# Data section:
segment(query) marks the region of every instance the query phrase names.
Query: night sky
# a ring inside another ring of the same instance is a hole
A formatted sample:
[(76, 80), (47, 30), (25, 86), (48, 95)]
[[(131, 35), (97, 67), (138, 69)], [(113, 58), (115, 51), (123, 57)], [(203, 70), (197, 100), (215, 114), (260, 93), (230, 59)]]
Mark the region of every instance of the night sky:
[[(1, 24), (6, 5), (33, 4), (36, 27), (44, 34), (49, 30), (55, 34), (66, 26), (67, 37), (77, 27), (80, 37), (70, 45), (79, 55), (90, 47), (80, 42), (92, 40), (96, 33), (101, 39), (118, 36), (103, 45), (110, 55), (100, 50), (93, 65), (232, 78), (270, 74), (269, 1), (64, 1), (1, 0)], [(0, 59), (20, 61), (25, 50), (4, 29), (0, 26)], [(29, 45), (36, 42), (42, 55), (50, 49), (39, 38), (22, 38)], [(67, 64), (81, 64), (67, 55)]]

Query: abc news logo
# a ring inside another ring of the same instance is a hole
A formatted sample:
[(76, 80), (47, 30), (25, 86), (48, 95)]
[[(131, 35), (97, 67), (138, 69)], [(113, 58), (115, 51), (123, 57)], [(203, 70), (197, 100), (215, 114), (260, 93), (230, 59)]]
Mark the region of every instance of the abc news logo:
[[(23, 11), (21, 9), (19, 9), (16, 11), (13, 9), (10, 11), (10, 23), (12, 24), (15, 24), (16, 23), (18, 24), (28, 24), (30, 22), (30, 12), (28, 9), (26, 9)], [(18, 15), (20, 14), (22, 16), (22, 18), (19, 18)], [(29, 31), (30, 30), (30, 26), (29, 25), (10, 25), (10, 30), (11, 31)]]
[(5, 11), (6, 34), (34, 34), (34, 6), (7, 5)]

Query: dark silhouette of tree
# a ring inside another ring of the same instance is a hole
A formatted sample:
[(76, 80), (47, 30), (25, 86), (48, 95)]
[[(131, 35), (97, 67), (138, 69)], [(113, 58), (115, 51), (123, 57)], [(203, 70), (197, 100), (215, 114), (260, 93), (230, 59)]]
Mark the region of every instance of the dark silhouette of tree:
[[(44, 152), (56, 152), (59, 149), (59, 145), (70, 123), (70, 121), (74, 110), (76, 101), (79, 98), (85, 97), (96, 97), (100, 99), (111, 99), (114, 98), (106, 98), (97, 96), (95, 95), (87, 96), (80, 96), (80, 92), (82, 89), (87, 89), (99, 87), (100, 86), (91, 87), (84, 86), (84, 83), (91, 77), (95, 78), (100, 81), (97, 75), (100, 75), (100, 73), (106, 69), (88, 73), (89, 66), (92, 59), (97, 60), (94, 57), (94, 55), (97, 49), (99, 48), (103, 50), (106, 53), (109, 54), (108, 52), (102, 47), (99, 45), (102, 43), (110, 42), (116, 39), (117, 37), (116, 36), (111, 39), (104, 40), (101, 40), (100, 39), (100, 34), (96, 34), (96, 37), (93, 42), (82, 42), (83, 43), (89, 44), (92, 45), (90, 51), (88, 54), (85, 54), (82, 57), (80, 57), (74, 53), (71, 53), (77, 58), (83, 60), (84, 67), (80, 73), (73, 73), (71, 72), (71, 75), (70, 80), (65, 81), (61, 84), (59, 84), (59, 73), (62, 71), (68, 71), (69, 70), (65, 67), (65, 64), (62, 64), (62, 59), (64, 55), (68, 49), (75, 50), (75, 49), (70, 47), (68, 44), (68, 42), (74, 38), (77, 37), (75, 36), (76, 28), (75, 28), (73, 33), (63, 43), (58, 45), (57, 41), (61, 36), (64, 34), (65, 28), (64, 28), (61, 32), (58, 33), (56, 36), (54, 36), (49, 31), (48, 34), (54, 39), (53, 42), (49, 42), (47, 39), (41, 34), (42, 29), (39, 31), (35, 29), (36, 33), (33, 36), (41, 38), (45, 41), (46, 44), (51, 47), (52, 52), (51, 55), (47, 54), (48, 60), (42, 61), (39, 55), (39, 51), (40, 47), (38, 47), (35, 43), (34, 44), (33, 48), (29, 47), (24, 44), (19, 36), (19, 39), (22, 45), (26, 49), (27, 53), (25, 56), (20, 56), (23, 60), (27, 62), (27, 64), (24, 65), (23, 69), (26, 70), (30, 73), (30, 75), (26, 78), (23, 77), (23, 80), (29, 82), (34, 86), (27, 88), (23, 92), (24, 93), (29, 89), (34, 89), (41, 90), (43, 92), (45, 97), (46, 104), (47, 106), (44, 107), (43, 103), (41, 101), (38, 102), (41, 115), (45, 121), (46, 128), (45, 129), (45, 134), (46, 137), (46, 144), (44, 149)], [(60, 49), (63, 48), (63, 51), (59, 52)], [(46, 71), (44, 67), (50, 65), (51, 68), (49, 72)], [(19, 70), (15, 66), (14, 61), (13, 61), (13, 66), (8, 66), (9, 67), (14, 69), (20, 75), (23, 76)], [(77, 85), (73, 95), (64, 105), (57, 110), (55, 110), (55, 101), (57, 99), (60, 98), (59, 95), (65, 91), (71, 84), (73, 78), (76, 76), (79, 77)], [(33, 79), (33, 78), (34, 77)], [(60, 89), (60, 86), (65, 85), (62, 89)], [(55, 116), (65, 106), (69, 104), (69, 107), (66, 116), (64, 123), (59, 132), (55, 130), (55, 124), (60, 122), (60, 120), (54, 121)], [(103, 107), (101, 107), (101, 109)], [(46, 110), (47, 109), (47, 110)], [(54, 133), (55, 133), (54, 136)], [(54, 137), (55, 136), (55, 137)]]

# Task statement:
Reproduce the stretch of the material from the line containing "Query: dark silhouette of tree" through the line containing "Mark the region of every instance of the dark", with both of those lines included, keeping every character unchanged.

# Solution for this problem:
Query: dark silhouette of tree
# a ring inside another ring of the same instance is a hole
A formatted sample:
[(76, 80), (47, 30), (25, 86), (48, 95)]
[[(131, 35), (97, 67), (138, 69)], [(113, 58), (115, 51), (123, 57)], [(203, 70), (197, 100), (215, 114), (260, 93), (230, 59)]]
Mark the region of every instance of the dark silhouette of tree:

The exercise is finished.